*SHORT PROBLEM*. Repeat precisely, and only, the lines between the line containing "Each instance of the timber" and the end of the listing below, both ends included.

*GIVEN ENTRIES*.

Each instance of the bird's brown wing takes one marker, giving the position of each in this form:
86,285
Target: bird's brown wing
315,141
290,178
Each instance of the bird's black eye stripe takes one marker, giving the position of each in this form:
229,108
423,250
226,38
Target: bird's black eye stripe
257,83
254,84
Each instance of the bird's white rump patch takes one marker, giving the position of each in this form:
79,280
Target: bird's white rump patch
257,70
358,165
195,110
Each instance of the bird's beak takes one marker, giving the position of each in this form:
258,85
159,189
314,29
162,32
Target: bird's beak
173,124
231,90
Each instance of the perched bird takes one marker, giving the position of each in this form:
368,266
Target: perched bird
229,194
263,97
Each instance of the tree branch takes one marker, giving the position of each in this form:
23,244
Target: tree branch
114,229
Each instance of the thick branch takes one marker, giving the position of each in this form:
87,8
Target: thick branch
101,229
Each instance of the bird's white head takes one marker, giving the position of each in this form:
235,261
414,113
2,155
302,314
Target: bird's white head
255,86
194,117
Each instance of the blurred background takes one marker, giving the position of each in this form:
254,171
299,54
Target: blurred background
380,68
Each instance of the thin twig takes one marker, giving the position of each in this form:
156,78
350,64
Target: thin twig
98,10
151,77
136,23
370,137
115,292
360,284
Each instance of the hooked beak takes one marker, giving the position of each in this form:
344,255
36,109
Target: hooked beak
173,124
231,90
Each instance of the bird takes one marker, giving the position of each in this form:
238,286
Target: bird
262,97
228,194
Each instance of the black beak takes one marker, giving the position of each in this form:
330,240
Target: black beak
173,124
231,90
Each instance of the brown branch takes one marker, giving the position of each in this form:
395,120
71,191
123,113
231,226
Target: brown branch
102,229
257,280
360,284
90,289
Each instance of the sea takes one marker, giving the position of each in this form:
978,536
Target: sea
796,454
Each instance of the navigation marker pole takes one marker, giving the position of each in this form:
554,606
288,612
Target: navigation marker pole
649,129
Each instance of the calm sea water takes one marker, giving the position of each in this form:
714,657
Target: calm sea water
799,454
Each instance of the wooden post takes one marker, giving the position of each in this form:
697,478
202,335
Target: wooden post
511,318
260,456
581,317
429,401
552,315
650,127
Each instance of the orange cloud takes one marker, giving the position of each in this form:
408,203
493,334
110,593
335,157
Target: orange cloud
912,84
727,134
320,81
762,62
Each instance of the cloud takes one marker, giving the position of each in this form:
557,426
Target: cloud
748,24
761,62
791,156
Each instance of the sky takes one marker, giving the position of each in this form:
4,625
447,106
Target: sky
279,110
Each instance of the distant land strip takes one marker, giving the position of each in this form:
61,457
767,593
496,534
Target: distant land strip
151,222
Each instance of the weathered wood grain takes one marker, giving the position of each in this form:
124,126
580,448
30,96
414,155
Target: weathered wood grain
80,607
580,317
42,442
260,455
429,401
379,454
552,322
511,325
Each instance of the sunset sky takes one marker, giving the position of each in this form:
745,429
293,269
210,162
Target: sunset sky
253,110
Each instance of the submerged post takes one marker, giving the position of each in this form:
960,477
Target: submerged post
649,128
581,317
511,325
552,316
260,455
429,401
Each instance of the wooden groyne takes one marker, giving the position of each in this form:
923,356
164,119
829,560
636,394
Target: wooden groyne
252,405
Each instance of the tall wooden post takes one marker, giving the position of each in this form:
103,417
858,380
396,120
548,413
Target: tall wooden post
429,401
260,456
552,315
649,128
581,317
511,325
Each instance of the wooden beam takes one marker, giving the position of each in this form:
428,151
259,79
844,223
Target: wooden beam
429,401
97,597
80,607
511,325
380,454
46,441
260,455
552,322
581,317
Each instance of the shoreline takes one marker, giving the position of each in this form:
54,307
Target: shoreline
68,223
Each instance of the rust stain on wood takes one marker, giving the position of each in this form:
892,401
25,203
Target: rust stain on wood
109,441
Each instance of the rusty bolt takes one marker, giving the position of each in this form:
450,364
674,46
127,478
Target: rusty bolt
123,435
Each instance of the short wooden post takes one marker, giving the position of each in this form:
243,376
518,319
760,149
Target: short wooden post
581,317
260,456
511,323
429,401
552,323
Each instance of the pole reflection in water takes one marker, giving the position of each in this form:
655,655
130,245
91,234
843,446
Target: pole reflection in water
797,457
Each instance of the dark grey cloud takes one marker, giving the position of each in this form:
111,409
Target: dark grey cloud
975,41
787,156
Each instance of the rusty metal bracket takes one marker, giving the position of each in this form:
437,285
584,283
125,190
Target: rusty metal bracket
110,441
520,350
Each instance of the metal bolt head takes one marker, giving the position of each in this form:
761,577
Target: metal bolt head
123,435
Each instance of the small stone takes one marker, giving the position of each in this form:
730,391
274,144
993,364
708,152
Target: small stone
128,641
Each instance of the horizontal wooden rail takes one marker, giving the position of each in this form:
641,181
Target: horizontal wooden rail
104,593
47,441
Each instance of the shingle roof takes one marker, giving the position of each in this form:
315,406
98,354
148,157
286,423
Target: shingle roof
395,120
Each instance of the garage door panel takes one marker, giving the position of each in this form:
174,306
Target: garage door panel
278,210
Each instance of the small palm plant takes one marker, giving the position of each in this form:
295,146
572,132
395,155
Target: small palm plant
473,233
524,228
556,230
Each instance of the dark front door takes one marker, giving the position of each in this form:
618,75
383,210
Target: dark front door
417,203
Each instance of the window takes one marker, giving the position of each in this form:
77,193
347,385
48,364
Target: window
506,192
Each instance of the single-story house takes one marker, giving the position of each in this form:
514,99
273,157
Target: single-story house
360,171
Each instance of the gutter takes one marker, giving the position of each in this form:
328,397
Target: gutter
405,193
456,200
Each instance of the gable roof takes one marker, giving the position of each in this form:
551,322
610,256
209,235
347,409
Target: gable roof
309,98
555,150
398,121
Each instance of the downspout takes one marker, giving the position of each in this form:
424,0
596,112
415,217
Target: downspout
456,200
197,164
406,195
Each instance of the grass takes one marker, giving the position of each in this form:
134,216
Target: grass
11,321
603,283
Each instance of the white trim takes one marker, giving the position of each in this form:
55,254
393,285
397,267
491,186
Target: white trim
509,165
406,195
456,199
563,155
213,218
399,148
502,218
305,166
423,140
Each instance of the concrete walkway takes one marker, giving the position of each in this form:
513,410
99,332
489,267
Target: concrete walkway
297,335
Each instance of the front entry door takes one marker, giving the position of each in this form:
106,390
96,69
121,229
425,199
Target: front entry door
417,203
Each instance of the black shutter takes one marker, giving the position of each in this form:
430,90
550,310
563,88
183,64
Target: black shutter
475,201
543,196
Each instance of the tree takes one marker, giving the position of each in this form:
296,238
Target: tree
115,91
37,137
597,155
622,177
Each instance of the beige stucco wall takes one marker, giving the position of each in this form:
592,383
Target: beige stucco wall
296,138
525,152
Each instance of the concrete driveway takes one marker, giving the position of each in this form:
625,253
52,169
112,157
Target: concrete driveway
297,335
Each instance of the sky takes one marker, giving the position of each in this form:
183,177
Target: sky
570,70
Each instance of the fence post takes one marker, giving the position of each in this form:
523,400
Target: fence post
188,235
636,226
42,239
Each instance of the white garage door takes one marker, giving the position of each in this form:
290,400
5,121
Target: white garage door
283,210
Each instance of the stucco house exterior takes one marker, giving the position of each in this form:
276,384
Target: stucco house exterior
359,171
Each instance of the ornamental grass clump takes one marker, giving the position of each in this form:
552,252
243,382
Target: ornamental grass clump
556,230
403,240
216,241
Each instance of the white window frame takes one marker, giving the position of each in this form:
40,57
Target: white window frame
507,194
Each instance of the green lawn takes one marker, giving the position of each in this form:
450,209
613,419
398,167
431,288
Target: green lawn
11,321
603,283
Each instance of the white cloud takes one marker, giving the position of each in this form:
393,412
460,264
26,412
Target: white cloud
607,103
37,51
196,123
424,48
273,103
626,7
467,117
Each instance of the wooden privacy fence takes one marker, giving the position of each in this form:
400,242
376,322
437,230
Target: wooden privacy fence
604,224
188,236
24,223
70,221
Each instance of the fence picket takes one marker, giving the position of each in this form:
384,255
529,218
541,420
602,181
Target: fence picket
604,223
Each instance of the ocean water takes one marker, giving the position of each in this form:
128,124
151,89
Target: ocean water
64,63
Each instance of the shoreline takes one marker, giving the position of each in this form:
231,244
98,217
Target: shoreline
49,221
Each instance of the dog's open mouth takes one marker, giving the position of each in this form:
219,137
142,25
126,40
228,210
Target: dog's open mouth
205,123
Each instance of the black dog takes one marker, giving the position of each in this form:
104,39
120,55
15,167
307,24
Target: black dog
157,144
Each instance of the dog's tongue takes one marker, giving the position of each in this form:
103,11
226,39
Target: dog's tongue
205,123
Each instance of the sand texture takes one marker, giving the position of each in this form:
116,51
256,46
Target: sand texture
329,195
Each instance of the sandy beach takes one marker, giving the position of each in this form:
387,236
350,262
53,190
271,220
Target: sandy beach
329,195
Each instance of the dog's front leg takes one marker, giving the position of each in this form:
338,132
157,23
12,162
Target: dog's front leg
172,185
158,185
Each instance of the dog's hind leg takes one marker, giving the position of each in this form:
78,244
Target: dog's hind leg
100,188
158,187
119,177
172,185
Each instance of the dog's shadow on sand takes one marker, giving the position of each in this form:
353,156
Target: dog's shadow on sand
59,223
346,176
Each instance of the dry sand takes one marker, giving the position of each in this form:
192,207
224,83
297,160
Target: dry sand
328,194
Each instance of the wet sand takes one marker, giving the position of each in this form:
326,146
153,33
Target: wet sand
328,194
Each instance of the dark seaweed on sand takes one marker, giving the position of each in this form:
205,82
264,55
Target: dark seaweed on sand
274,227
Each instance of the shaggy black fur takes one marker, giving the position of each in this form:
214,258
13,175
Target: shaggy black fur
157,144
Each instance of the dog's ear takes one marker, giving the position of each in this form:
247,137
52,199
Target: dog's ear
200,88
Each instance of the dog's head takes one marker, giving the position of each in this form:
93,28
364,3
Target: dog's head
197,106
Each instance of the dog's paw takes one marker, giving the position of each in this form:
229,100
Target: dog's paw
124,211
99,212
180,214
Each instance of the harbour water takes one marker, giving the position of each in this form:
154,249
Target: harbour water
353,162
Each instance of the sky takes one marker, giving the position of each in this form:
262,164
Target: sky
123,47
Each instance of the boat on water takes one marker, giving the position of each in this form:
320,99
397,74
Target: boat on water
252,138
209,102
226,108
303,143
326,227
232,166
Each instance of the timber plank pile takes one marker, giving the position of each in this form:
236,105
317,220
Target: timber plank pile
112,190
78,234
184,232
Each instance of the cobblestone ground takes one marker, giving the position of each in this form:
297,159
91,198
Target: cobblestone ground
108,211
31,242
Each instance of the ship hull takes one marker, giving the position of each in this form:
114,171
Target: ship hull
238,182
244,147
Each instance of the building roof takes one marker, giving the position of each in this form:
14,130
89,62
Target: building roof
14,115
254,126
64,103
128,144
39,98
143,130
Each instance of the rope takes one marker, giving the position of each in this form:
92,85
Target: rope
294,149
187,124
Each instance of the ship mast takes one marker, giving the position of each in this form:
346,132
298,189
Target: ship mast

*CORRECT OUTPUT*.
Each instance of the timber plank pile takes one marker, giving the position of each in this form:
236,105
317,220
Target: timber plank pile
112,190
78,234
184,232
Each instance of the cobblestone ground takes one marker, giving the position of each in this form:
297,159
91,198
Target: cobblestone ground
108,211
31,242
Each instance of the ship hull takes one marker, giving the position of each in this form:
114,171
Target: ship hull
238,182
244,147
Each instance of the building roof takes one marker, giving the position of each in this form:
14,130
89,62
Target: building roof
14,115
254,126
64,103
128,144
39,98
143,130
Each instance of the rope takes one marker, giving the position of each in this form:
92,85
Target: rope
294,149
187,124
Each instance of the ship mast takes one marker, giving the position of each in this form:
346,132
298,189
Target: ship mast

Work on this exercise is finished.